WORK TASK: In the text about gluten-free diners, what does gluten give most bread products?

It’s a server’s worst nightmare: with bright eyes and some extra pep in your step, you make your way to the front of your newly seated table and flash a smile.
“Hey guys, my name is (insert over annunciated name here to avoid any potential confusion over your title) and I will be taking care of you all today. Could I get you started off with something to drink?”
A set of newfound faces peers back up at you and each will rattle of individual drink orders. You scribble down each customer’s desired beverage and cheerfully let the group know that if they have any questions, you’d love to help. You begin to spin and turn your back to the group when you’re stopped in your tracks.
“Um, yes sir/ma’am? I have a question … what gluten free options do you have? I’m … gluten-free.”
The nightmare begins.
From this point on, this particular diner will incessantly remind you of their dietary restrictions brought on by a newly, often self-diagnosed, gluten “sensitivity.” No bread will be suitable for their needs. An endless stream of questions will be incited by the introduction of each menu item. Eyes will be rolled, and patience will be lost.
Gluten is a protein composite often found in wheat, barley and other grain products. This combination of proteins is what gives most bread products their shape, and permits for elasticity in the doughs that are used to make these products “chewy.”

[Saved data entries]
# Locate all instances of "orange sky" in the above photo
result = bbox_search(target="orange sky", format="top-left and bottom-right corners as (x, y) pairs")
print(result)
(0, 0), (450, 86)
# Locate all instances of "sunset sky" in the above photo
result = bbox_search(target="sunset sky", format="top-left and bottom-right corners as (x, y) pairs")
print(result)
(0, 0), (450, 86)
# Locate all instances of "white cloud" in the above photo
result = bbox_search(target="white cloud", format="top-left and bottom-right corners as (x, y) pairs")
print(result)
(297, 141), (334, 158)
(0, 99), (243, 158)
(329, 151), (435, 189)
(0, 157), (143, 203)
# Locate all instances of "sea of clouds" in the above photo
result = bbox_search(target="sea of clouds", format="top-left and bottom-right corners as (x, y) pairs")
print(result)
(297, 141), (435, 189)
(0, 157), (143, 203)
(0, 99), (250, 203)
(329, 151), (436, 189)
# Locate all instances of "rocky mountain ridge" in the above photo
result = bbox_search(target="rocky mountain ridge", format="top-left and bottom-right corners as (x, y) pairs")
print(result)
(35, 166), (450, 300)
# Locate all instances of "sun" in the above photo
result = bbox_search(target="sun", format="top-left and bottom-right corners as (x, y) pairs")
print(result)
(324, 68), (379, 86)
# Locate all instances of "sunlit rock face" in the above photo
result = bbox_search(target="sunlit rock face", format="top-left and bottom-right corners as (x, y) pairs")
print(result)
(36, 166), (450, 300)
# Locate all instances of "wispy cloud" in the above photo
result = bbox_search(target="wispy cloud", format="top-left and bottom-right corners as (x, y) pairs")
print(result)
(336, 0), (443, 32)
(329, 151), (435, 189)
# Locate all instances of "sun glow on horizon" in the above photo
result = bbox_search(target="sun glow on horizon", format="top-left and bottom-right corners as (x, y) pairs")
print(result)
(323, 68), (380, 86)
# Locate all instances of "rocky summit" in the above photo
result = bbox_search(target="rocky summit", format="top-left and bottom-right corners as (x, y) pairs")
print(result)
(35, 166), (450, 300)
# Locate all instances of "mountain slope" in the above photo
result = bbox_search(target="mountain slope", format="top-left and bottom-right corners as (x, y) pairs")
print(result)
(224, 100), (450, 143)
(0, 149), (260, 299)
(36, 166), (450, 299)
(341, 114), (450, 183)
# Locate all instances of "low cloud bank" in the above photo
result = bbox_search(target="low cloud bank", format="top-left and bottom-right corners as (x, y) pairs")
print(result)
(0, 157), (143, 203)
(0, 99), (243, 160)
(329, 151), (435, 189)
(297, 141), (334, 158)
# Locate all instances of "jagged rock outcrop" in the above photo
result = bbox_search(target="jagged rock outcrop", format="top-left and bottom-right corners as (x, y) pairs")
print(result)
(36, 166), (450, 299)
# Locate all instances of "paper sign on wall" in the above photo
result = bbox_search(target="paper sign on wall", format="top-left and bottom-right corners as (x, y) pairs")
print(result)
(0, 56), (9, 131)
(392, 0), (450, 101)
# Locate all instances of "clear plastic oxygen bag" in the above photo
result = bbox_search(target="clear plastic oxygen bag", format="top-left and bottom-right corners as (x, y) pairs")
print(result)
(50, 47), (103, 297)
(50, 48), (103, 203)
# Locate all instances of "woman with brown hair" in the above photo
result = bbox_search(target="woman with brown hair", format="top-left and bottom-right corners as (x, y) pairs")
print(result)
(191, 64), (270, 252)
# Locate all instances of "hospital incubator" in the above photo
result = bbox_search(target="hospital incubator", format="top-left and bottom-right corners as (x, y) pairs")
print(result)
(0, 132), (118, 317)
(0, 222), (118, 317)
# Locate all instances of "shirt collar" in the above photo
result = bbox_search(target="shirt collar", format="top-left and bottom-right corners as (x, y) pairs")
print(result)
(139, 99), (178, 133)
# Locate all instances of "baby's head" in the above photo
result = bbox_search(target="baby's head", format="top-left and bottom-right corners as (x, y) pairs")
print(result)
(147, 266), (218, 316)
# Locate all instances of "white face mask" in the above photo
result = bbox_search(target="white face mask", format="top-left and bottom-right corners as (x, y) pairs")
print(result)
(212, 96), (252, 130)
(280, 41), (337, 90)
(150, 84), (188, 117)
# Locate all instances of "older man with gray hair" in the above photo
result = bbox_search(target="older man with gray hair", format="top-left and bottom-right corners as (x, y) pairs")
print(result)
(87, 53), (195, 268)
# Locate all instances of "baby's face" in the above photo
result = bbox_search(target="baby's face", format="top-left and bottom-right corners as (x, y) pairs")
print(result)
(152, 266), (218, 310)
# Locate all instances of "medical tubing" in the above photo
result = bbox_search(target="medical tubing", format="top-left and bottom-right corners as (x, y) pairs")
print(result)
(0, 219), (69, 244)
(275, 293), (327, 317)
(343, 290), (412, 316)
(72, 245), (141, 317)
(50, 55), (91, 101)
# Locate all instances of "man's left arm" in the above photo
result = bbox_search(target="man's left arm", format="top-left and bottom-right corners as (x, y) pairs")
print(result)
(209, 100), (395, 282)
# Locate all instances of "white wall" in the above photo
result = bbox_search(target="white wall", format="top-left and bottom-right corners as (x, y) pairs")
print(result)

OUTPUT FOR THIS TASK: Their shape, along with the elasticity in the doughs that makes them "chewy."